** START OF Records for the exercise **
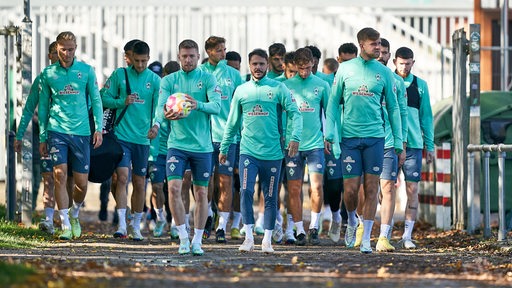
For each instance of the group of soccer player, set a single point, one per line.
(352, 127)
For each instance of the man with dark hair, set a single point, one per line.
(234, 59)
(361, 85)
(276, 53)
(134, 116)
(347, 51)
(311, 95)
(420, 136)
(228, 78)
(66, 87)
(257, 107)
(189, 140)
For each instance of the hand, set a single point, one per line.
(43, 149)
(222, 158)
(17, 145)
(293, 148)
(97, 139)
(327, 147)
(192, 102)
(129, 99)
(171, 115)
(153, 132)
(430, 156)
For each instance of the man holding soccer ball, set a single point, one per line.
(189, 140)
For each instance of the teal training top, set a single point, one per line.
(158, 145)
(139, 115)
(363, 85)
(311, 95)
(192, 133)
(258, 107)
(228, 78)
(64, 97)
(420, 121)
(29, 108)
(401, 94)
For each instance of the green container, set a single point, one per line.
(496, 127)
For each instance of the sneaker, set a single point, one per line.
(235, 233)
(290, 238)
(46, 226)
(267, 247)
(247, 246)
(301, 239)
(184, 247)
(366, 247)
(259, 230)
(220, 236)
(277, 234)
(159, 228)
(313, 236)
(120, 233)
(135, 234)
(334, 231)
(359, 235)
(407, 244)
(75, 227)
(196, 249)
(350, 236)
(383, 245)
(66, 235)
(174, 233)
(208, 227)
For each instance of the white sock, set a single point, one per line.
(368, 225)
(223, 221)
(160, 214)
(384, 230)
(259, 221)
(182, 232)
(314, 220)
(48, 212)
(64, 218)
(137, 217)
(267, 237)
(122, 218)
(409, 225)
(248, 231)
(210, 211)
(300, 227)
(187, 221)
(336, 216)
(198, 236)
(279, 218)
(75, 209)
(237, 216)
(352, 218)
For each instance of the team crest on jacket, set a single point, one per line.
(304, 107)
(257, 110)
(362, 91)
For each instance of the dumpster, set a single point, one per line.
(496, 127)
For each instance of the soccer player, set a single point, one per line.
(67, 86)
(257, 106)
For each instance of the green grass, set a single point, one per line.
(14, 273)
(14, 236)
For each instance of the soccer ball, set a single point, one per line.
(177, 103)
** END OF Records for the exercise **
** START OF Records for the exercise **
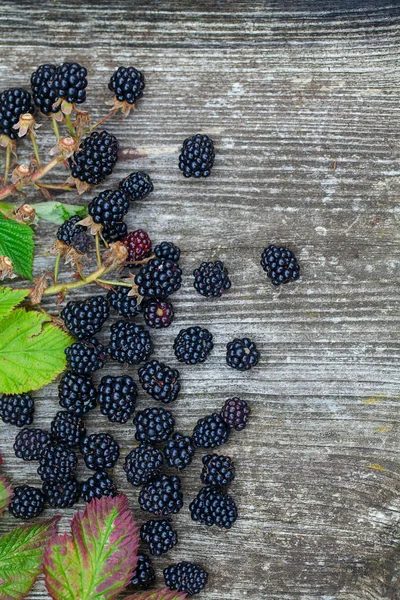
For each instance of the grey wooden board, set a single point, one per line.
** END OF Records for the exercise **
** START OF Records for the exercise **
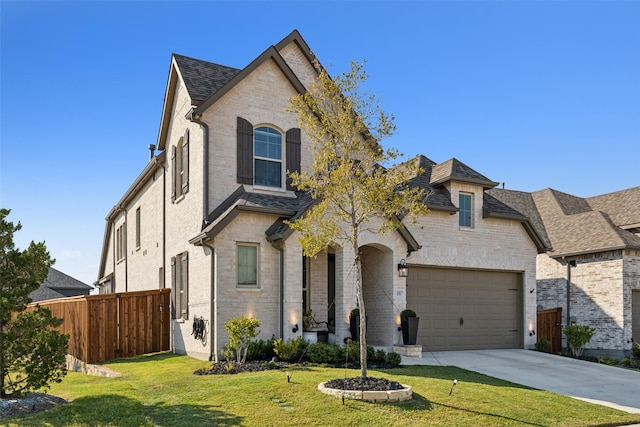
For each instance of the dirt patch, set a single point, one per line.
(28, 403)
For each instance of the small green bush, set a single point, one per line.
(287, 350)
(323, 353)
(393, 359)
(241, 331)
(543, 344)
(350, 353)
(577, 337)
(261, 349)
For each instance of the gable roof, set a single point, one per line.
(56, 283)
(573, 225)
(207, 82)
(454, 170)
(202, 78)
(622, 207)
** END OF Records for the exercise **
**Work to complete**: Copy out every line in the entries above that contains the word "ball".

**Correct output**:
For each instance of the man holding soccer ball, set a single point, one per line.
For each instance of the soccer ball, set a single point, one per line.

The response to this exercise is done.